Given exercise:
Copy the passage of the wellbore spacer fluid text word for word, starting with "FIG. 4 shows" and going on through "the present invention.".
** start of Extract **
FIG. 4 shows four oil/water systems including Type I, Type II and Type III of Winsor's microemulsions;

FIG. 5 shows the change in viscosity and yield point of a typical spacer fluid.

FIG. 6 is a schematic diagram of an embodiment of a wellbore containing drilling fluid, a spacer fluid and a cement slurry as conventionally used in the positioning of a cement slurry in an annulus between the outside of the casing and the inside of the wellbore; and

FIG. 7 is a schematic diagram of an embodiment of a wellbore including drilling fluid, a spacer fluid and a cement slurry, according to the method of the present invention.

DESCRIPTION OF THE PREFERRED EMBODIMENTS

The failure to perform an effective cleanout during the positioning of a cement slurry in the annular space between the outside of a wellbore casing and the inside surface of the wellbore may result in a failure to establish a bond between the cement and the wellbore or a casing or tubing. Such failures can result in expensive well work-overs and other treatments to prevent the leakage of fluids along the length of the casing or the wellbore through passages between the wellbore or the casing and the cement.

To avoid these problems, aqueous spacer fluids are frequently used. Such spacer fluids are well known to those skilled in the art and have, in many instances, contained surfactants, although the primary emphasis in the spacer fluids has been their function as a spacer fluid rather than as a fluid for cleaning the wellbore.

According to the present invention wellbores are more effectively cleaned by the use of a tandem spacer fluid system which contains a tailored mixture of surfactant components in the lead and in the tail spacer fluids. These surfactant components are alkyl polyglycoside surfactants and ethoxylated alcohol surfactants. Either or both of the lead and the tail spacer may contain dispersants such as those disclosed in U.S. Pat. Nos. 5,030,366; 5,113,943; 5,292,367 and 5,874,387.
** end of Extract **
** start of Data excerpts **
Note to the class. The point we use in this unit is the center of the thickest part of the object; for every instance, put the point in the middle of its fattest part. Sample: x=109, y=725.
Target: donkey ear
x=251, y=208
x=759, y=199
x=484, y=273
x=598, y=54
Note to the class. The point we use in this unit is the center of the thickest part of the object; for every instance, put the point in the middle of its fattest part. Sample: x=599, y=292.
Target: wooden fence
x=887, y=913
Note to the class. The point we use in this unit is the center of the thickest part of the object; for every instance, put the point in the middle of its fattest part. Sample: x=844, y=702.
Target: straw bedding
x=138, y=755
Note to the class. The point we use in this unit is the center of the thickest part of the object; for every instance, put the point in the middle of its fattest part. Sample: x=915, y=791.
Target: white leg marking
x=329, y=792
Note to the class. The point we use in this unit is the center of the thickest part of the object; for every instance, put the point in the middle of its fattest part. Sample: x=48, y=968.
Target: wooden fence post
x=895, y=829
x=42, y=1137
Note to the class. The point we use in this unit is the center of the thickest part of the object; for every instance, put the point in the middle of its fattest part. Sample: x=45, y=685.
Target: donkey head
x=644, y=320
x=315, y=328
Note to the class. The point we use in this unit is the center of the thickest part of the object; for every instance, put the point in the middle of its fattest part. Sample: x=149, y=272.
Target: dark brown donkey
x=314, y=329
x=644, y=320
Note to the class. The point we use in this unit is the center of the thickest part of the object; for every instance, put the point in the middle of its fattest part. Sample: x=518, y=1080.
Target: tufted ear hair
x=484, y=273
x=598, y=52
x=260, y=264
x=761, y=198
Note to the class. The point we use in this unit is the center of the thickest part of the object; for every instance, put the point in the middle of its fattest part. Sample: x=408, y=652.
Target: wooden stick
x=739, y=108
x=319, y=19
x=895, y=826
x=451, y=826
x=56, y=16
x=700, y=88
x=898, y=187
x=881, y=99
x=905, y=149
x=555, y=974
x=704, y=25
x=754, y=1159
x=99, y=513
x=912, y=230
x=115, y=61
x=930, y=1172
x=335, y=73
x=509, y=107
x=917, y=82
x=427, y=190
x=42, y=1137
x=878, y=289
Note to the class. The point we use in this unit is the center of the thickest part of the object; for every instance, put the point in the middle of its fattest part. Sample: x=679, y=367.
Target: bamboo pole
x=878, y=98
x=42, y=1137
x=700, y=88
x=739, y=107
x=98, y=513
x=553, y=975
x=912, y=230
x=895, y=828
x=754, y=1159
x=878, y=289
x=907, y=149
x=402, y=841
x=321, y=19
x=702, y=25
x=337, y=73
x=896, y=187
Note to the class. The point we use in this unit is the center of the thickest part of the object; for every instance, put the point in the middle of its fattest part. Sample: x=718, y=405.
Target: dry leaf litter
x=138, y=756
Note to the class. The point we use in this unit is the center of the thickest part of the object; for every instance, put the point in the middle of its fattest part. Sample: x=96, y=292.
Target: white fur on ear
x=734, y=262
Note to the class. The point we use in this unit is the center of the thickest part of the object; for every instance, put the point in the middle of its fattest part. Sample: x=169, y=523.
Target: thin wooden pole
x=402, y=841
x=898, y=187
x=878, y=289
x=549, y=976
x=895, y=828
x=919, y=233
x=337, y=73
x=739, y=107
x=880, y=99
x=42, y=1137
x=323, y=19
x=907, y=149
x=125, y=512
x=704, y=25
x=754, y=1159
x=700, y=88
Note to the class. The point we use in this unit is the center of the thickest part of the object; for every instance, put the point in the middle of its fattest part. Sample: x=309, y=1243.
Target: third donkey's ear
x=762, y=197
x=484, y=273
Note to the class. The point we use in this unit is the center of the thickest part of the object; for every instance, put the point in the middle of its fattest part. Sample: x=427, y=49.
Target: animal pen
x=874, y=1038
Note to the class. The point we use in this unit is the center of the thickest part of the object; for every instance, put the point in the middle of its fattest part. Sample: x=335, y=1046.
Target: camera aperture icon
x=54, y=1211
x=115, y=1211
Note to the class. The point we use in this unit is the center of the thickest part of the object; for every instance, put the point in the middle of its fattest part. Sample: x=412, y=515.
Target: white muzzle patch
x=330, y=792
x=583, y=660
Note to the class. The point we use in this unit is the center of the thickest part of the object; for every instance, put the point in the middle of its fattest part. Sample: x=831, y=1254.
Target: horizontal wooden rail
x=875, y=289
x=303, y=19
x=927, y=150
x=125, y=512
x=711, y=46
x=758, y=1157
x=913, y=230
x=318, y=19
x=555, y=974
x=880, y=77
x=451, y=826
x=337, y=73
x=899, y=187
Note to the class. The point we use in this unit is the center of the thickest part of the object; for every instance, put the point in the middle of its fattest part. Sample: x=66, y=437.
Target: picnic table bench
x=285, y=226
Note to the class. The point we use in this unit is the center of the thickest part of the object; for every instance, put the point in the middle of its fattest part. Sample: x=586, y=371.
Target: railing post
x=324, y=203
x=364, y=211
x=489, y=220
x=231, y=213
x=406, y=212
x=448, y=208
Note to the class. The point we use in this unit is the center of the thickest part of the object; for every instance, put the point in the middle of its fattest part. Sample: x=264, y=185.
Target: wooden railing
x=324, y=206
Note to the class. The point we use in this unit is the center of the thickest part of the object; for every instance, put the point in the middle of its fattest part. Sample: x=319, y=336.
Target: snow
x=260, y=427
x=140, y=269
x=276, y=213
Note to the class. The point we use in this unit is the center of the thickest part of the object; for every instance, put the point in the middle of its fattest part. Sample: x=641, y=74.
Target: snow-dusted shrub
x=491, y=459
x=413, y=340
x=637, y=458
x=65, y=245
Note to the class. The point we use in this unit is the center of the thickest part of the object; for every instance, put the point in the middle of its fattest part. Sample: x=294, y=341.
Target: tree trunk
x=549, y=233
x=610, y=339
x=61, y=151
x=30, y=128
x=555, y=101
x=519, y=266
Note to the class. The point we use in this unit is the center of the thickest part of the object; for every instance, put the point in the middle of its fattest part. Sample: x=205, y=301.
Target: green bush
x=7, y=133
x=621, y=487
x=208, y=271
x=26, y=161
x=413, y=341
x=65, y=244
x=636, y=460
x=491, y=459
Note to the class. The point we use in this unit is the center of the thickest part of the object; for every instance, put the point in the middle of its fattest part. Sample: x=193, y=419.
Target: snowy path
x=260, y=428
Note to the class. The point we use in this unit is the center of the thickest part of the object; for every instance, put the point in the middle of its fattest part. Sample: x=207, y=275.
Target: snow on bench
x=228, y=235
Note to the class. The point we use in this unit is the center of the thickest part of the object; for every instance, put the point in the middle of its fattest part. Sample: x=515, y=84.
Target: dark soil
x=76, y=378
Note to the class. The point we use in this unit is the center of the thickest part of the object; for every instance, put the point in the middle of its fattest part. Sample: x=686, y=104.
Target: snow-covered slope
** end of Data excerpts **
Correct answer:
FIG. 4 shows four oil/water systems including Type I, Type II and Type III of Winsor's microemulsions;

FIG. 5 shows the change in viscosity and yield point of a typical spacer fluid.

FIG. 6 is a schematic diagram of an embodiment of a wellbore containing drilling fluid, a spacer fluid and a cement slurry as conventionally used in the positioning of a cement slurry in an annulus between the outside of the casing and the inside of the wellbore; and

FIG. 7 is a schematic diagram of an embodiment of a wellbore including drilling fluid, a spacer fluid and a cement slurry, according to the method of the present invention.